WORK REQUIRED
Omitting all images, transcribe the entries word for word.

MATERIAL SHOWN Start Marker

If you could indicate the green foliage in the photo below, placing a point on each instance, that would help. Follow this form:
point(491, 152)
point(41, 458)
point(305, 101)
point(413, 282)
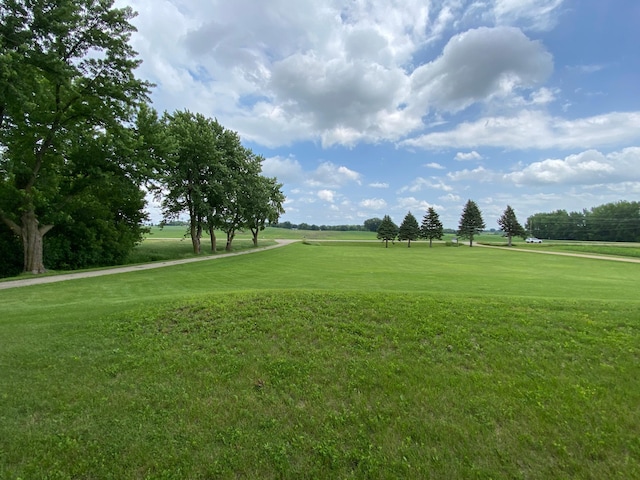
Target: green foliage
point(611, 222)
point(372, 224)
point(387, 230)
point(409, 229)
point(68, 73)
point(217, 181)
point(431, 227)
point(471, 222)
point(510, 226)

MATERIAL SHOWN End Marker

OUTPUT OF THE EXERCISE
If you could indicate the green foliage in the photo below, placing a point on each instance, that would help. Follow this form:
point(491, 152)
point(41, 458)
point(305, 101)
point(413, 282)
Target: green foliage
point(611, 222)
point(372, 224)
point(387, 230)
point(409, 229)
point(68, 73)
point(217, 181)
point(431, 227)
point(471, 222)
point(510, 226)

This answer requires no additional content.